#### WRITTEN TASK:
Reproduce the listing below word for word, starting at the line that contains "Reviewer note: confirm that each instance of the fence" and continuing through the final line of the listing.

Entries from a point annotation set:
----

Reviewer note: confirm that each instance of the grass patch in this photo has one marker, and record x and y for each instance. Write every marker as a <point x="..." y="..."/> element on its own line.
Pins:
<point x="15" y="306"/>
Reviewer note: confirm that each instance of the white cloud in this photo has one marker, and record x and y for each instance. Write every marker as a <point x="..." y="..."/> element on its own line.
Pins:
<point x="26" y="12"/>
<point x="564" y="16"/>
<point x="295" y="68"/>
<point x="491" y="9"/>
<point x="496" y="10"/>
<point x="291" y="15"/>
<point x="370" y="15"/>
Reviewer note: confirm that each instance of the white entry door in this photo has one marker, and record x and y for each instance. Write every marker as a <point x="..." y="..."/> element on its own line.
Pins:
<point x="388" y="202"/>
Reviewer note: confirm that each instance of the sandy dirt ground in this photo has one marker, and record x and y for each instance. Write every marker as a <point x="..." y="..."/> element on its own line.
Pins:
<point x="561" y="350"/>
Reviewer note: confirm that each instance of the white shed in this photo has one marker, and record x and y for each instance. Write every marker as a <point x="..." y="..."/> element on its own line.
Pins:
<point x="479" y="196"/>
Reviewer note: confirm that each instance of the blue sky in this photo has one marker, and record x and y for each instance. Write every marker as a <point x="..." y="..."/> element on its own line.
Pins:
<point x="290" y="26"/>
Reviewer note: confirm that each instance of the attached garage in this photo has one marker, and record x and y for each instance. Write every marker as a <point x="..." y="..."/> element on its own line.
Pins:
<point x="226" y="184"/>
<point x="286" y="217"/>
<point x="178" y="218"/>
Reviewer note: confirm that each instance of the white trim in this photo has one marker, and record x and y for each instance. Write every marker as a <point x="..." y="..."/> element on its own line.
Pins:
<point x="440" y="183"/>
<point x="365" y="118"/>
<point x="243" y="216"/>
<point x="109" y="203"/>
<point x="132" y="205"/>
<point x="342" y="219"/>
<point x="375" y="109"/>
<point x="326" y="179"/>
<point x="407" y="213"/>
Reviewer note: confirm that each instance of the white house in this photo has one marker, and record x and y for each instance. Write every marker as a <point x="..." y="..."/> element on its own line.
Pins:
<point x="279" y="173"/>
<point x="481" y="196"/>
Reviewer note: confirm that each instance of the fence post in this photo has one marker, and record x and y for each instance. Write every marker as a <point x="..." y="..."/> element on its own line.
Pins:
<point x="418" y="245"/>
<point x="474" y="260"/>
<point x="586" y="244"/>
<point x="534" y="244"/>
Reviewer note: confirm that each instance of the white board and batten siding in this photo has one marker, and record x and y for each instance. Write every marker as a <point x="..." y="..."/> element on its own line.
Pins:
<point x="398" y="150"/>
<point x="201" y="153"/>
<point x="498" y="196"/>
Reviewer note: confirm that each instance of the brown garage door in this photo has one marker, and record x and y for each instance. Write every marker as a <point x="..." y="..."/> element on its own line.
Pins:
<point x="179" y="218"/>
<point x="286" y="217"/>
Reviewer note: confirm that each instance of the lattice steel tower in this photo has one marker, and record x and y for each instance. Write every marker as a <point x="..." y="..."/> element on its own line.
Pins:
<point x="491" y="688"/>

----

#### EXPECTED ANSWER:
Reviewer note: confirm that each instance of the fence post in this photo has one marker, and record x and y for each instance. Write every marker as a <point x="..." y="..."/> element on its own line.
Pins:
<point x="418" y="245"/>
<point x="474" y="260"/>
<point x="586" y="244"/>
<point x="534" y="244"/>
Reviewer note: confirm that each instance of the white board and batten siding in this photo has one marker, and record x and y for each instance. Write every marker as a <point x="..." y="..."/> element on its own line.
Pins:
<point x="398" y="150"/>
<point x="201" y="153"/>
<point x="498" y="196"/>
Reviewer note: confirm that each instance of the brown garage door in this photo has one marker, and record x and y for each instance. Write every marker as a <point x="..." y="..."/> element on its own line.
Pins:
<point x="179" y="218"/>
<point x="286" y="217"/>
Reviewer note: confirm that each instance of the lattice steel tower in this photo has one marker, and record x and y for each instance. Write every marker as a <point x="..." y="..."/> element on its own line.
Pins:
<point x="491" y="688"/>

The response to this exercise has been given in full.